BEGIN

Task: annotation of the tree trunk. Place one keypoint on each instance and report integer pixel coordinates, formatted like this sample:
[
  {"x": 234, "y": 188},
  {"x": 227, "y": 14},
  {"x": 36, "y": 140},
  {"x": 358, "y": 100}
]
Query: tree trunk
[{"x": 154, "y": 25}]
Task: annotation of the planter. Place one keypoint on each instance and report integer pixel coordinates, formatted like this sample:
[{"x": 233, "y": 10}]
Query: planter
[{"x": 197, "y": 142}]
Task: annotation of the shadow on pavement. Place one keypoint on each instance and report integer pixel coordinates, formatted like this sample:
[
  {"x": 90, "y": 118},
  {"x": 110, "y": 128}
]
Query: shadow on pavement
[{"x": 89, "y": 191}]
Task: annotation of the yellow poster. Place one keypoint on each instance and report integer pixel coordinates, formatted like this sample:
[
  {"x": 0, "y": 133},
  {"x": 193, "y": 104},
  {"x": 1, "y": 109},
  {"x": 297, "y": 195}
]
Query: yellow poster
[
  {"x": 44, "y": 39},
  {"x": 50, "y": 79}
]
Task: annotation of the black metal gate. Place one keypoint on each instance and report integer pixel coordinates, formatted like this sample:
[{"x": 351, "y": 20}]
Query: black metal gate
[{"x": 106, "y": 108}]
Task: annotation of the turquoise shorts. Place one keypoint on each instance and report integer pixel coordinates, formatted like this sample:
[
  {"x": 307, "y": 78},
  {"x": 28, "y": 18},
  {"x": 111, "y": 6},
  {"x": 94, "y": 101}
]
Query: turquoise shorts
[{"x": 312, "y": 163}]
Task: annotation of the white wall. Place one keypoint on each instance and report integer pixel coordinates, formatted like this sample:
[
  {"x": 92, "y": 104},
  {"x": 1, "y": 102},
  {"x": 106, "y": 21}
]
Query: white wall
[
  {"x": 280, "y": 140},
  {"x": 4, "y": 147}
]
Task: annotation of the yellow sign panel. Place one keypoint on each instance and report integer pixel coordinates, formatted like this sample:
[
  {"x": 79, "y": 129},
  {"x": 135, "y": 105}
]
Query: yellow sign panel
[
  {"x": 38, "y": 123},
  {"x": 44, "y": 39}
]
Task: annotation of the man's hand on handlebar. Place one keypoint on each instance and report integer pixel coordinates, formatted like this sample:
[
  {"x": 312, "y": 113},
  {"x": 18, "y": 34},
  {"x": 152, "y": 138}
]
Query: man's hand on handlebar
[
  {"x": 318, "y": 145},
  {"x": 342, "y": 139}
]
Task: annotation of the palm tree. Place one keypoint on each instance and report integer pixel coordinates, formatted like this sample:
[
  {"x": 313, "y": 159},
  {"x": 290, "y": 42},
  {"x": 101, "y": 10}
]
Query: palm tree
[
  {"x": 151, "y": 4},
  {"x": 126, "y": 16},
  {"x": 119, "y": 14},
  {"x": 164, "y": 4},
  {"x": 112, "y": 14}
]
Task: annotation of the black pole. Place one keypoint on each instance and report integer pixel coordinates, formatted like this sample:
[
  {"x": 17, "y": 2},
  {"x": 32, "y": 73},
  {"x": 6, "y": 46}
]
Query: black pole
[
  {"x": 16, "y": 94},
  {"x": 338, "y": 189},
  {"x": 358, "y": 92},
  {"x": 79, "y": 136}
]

END

## Exercise instructions
The answer must restate all of the entries exactly.

## Response
Task: annotation of the tree trunk. Place one keypoint on each instance and report integer pixel coordinates, formatted like this sample:
[
  {"x": 234, "y": 188},
  {"x": 227, "y": 14},
  {"x": 36, "y": 140},
  {"x": 358, "y": 100}
]
Query: tree trunk
[{"x": 154, "y": 25}]
Task: annotation of the planter. Place one keypoint on each instance and report integer pixel coordinates, formatted like this sample:
[{"x": 233, "y": 10}]
Query: planter
[{"x": 197, "y": 142}]
Task: annotation of the shadow on pavement. Place one keypoint on each instance and report integer pixel coordinates, formatted like this sample:
[
  {"x": 90, "y": 118},
  {"x": 110, "y": 128}
]
Query: shadow on pavement
[{"x": 89, "y": 191}]
Task: annotation of the yellow poster. Place one keypoint on each instance and report integer pixel coordinates, formatted like this sample:
[
  {"x": 0, "y": 133},
  {"x": 193, "y": 104},
  {"x": 1, "y": 109},
  {"x": 297, "y": 195}
]
Query: yellow poster
[
  {"x": 44, "y": 39},
  {"x": 50, "y": 79}
]
Task: annotation of the black metal gate. Place one keypoint on each instance and report integer pixel coordinates, formatted like this sample:
[{"x": 351, "y": 20}]
Query: black metal gate
[{"x": 106, "y": 108}]
Task: annotation of the turquoise shorts. Place one keypoint on each instance and report integer pixel coordinates, formatted like this sample:
[
  {"x": 307, "y": 78},
  {"x": 28, "y": 18},
  {"x": 111, "y": 6},
  {"x": 94, "y": 101}
]
Query: turquoise shorts
[{"x": 312, "y": 163}]
Task: annotation of the white wall. Place one keypoint on each instance and report integer pixel coordinates, formatted like this sample:
[
  {"x": 92, "y": 104},
  {"x": 1, "y": 102},
  {"x": 106, "y": 21}
]
Query: white wall
[
  {"x": 280, "y": 140},
  {"x": 4, "y": 147}
]
Task: annotation of the yellow sign panel. Place one keypoint on each instance and report integer pixel coordinates, formatted like this sample:
[
  {"x": 79, "y": 129},
  {"x": 135, "y": 105}
]
Query: yellow sign panel
[
  {"x": 38, "y": 123},
  {"x": 44, "y": 39}
]
Task: annotation of the man's hand on handlebar. Place one keypoint on each instance and report integer pixel coordinates, formatted like this sample:
[
  {"x": 312, "y": 113},
  {"x": 18, "y": 34},
  {"x": 152, "y": 138}
]
Query: man's hand on handlebar
[
  {"x": 318, "y": 145},
  {"x": 342, "y": 139}
]
Task: annotation of the palm tree. Place one keypoint on each instance and report integer pixel coordinates, formatted like this sample:
[
  {"x": 313, "y": 159},
  {"x": 290, "y": 42},
  {"x": 101, "y": 10}
]
Query: palm tree
[
  {"x": 151, "y": 4},
  {"x": 126, "y": 16},
  {"x": 119, "y": 14},
  {"x": 164, "y": 4},
  {"x": 112, "y": 14}
]
Task: annotation of the black pole. Place one keypoint on each instance and report integer pixel coordinates, formatted like this sample:
[
  {"x": 17, "y": 2},
  {"x": 32, "y": 73},
  {"x": 6, "y": 46}
]
Query: black pole
[
  {"x": 16, "y": 94},
  {"x": 338, "y": 189},
  {"x": 358, "y": 92},
  {"x": 79, "y": 136}
]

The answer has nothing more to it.